基本となるDAC ICはESSのフラッグシップモデルES9039SPROを搭載、アンプ部はOPA1612を4基搭載したフルバランス構成です。また入出力にはFPGAやXMOS XU316 USBチップを搭載しています。
特徴的なのはアップサンプリング機能(サンプリングレートコンバーター、SRC)です。ICを使用したSRCで入力に関わらずPCMなら768K、DSDではDSD512にアップサンプリングできます。これは後で書きますがメインの信号経路にあるのでアナログを除くどの入力にでも適用でき、入力形式に関わらずPCMとDSDは任意で選べます。SRCをしないこともできます。例えばMQAやハイレゾをビットパーフェクトで聴きたい場合などに有効です。ただしBluetooth入力などではSRCをかけた方が良いですね。またミニマムフェイズなど各種DACのデジタルフィルターも任意で変更可能です。
ヘッドフォンアンプとしてはシングルエンドで最大1900 mW(32オーム)、バランスで5300 mW(32オーム)とかなりの大出力です。実際にHD800でもローゲインかミッドで十分です。

EH3画面.jpg
液晶表示でアルバムアートを表示

内部は実質的にコンピューターと言って良いもので、IoT分野で使われるIngenic X2000プロセッサを採用したLinuxベースのOSを搭載しているようです。本体での操作はボリュームノブとハードボタンによって行われます。またリモコンも付属していますが、多機能なのでH5同様にスマホ接続でEddict Playerアプリを用いた方が良いです。本体のみでも全面の円形のユニークなディスプレイで表示は可能です。

2 単体プレーヤーとしての機能

ユニークな点としてEH3はDAC内蔵ヘッドフォンアンプですが、Shanling H7やH5と同様のローカルファイル再生機能がついています。つまりでかいH5と見なすこともできます。この状態では巨大なDAPとしても使えます。
音源はUSBメモリです。おそらくはUSB HDDも使用できると思います。DACなのに操作系のハードボタンが上面についているで、なかなか面白い外観になっています。再生はPCMが768/32bit、DSD512まで対応しているとのことです。FLACとかWAVは特に問題ないようです。
またこの場合にはEddict Playerアプリが必須です。またWiFi設定するにもEddici Playerアプリが必須なのでEH3を使用するにはかならずEddict Playerアプリをダウンロードしておいた方が良いです。

IMG_6139_DxO.jpg  
USBメモリを接続

3 多彩な使い方が可能

先に書いた単体プレーヤーはその一つですが、EH3は実に多彩な使い方が可能です。大きく分けると新しいワイヤレスでの使い方と、昔ながらのケーブル接続でDACとして使う方法です。さらにワイヤレスはBluetoothとWiFi、有線接続ではUSB、光、同軸、I2S HDMIで接続できます。

まずワイヤレスでは、Bluetoothを用いてBluetoothレシーバーとして使用することができます。BluetoothではLDAC、aptX HD、aptX、AACに対応しています。後でも書きますが、Bluetooth信号でもSRCとES9039SPROを通すのでBluetoothレシーバーの音質も高音質です。
またWiFi接続ではDLNAのレンダラー、サーバーとして機能するとのことです。またWiFiではAirPlayを受けることができます。
----
■ 課題の内容
1. 本文によると、ヘッドフォンアンプとしてバランス接続で出せる最大出力は、32オーム時でいくらか。
2. 本文のうち、「2 単体プレーヤーとしての機能」を含む語句で始まり「シーバーの音質も高音質です。」で終わる部分を、一字も変えずに書き写せ。

保存済みの記録
----
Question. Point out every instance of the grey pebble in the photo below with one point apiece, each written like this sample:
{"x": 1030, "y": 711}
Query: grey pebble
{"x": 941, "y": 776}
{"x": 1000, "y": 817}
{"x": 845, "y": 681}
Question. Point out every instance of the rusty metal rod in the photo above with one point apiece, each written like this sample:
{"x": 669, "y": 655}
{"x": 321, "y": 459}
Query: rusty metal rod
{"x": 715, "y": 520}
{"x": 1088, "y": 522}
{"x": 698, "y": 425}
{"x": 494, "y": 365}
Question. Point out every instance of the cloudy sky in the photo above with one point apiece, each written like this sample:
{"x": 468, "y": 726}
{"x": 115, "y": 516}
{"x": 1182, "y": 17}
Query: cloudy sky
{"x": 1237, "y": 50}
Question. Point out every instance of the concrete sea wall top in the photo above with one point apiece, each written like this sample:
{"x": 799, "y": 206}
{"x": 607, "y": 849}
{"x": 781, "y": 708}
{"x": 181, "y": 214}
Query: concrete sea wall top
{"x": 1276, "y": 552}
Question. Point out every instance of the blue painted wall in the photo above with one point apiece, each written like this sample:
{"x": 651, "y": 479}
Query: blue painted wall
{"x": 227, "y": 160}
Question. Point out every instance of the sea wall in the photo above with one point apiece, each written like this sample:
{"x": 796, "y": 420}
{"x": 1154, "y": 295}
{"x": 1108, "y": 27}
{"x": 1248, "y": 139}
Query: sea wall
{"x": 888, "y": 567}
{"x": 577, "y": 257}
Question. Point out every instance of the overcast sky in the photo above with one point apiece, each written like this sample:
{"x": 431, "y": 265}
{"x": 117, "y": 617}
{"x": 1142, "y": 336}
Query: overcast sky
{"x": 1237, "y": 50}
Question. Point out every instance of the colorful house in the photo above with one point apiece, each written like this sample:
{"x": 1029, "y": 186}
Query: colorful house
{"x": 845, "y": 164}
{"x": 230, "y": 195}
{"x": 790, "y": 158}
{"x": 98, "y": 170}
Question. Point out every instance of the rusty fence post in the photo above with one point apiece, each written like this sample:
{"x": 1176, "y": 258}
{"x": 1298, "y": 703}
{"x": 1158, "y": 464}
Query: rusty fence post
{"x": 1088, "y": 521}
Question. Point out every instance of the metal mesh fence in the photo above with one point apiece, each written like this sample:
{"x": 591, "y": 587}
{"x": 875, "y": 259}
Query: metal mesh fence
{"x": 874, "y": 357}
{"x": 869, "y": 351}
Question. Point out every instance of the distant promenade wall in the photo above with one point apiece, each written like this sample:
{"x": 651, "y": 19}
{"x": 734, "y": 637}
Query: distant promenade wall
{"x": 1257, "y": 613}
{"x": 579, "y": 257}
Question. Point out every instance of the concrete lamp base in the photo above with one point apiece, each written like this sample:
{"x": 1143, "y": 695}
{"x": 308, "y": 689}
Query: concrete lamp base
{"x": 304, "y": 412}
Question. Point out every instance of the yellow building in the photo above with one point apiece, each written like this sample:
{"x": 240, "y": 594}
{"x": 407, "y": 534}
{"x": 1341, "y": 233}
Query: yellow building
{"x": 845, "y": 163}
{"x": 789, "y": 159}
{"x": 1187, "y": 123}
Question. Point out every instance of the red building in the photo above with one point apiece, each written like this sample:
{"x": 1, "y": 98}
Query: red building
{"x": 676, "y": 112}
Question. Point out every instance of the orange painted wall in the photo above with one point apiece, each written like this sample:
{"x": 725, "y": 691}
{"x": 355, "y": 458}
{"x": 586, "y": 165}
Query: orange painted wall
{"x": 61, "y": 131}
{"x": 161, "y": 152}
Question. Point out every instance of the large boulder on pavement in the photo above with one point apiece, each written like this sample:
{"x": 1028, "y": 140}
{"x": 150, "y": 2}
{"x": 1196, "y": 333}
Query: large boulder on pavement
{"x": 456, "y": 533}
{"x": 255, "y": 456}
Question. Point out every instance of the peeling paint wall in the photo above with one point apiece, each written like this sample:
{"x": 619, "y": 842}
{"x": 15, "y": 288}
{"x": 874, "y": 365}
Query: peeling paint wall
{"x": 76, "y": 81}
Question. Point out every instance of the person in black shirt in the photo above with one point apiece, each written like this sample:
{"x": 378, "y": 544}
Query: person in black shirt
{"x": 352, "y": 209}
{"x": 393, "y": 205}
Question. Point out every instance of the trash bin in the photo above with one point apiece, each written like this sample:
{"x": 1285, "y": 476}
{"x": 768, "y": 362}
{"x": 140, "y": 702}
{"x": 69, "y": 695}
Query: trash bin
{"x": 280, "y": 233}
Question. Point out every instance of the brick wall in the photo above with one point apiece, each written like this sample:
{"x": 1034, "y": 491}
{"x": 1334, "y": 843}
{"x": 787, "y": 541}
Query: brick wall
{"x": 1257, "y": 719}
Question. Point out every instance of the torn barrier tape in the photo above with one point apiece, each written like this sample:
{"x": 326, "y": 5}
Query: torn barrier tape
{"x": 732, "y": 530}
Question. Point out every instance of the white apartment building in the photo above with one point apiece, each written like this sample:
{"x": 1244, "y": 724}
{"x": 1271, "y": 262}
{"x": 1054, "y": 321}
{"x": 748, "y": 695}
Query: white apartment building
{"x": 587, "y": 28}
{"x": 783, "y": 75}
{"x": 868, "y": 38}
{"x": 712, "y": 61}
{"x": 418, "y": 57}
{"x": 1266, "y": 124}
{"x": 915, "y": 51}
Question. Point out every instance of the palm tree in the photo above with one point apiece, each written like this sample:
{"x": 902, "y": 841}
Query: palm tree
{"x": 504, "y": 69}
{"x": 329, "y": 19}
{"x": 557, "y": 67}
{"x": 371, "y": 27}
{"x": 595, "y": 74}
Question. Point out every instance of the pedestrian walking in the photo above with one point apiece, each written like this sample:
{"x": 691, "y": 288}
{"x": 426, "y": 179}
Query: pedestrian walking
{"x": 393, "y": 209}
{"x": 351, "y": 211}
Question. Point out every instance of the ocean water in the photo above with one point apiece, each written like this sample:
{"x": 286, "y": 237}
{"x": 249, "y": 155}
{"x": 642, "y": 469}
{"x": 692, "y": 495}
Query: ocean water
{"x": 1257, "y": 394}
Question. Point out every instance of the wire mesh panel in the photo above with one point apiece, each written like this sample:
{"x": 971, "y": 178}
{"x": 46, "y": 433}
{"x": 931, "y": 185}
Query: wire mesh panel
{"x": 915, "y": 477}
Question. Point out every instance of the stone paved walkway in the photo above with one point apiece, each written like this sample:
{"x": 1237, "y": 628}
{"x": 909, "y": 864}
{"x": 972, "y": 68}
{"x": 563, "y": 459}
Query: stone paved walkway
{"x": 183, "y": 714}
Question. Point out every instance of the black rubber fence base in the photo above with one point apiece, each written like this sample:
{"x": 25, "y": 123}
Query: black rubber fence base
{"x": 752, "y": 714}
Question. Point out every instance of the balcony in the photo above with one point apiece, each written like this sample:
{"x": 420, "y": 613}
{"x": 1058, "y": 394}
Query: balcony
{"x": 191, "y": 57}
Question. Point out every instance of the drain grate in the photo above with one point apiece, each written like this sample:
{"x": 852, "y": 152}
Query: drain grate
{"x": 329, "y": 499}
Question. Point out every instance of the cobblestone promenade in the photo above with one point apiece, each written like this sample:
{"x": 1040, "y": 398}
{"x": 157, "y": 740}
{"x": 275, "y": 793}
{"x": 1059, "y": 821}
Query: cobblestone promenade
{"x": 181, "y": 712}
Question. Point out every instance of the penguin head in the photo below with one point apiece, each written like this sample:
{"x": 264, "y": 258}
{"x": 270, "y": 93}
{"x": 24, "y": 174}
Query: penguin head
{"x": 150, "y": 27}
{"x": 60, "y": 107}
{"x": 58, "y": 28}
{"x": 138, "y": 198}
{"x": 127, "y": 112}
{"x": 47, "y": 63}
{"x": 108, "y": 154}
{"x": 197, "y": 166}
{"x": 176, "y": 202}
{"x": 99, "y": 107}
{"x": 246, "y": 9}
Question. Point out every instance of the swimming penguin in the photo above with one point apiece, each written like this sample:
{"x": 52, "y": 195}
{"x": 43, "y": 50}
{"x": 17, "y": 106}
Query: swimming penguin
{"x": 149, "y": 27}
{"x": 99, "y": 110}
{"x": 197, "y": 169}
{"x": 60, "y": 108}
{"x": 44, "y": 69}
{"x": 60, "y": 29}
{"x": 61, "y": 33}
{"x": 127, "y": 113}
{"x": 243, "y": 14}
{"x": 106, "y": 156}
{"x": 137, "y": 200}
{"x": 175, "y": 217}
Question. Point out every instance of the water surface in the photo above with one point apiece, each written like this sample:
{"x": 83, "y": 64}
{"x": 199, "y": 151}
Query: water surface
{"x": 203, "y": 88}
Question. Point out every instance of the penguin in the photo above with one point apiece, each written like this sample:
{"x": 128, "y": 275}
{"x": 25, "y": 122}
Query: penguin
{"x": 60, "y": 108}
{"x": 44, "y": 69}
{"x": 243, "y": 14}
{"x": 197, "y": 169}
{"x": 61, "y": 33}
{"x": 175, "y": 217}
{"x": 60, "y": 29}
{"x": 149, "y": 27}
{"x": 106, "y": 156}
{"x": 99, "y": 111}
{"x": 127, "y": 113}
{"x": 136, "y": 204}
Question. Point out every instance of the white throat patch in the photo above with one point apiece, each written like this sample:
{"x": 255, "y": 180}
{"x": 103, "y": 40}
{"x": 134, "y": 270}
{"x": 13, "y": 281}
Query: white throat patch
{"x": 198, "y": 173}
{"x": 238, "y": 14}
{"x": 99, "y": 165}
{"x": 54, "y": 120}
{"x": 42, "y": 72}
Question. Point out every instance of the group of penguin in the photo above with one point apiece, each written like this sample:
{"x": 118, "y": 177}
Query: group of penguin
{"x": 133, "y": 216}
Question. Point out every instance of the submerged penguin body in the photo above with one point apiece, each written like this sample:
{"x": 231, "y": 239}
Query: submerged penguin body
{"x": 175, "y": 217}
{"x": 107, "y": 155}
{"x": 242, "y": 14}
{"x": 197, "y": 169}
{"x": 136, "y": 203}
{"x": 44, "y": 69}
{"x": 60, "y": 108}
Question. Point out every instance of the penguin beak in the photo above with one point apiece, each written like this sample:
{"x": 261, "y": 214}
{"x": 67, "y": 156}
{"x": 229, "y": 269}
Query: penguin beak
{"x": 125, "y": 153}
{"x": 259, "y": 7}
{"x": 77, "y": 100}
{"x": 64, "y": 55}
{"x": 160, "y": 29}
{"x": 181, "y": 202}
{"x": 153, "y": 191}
----
■ 解答
1. 5300 mW（32オーム）。

2.
2 単体プレーヤーとしての機能

ユニークな点としてEH3はDAC内蔵ヘッドフォンアンプですが、Shanling H7やH5と同様のローカルファイル再生機能がついています。つまりでかいH5と見なすこともできます。この状態では巨大なDAPとしても使えます。
音源はUSBメモリです。おそらくはUSB HDDも使用できると思います。DACなのに操作系のハードボタンが上面についているで、なかなか面白い外観になっています。再生はPCMが768/32bit、DSD512まで対応しているとのことです。FLACとかWAVは特に問題ないようです。
またこの場合にはEddict Playerアプリが必須です。またWiFi設定するにもEddici Playerアプリが必須なのでEH3を使用するにはかならずEddict Playerアプリをダウンロードしておいた方が良いです。

IMG_6139_DxO.jpg  
USBメモリを接続

3 多彩な使い方が可能

先に書いた単体プレーヤーはその一つですが、EH3は実に多彩な使い方が可能です。大きく分けると新しいワイヤレスでの使い方と、昔ながらのケーブル接続でDACとして使う方法です。さらにワイヤレスはBluetoothとWiFi、有線接続ではUSB、光、同軸、I2S HDMIで接続できます。

まずワイヤレスでは、Bluetoothを用いてBluetoothレシーバーとして使用することができます。BluetoothではLDAC、aptX HD、aptX、AACに対応しています。後でも書きますが、Bluetooth信号でもSRCとES9039SPROを通すのでBluetoothレシーバーの音質も高音質です。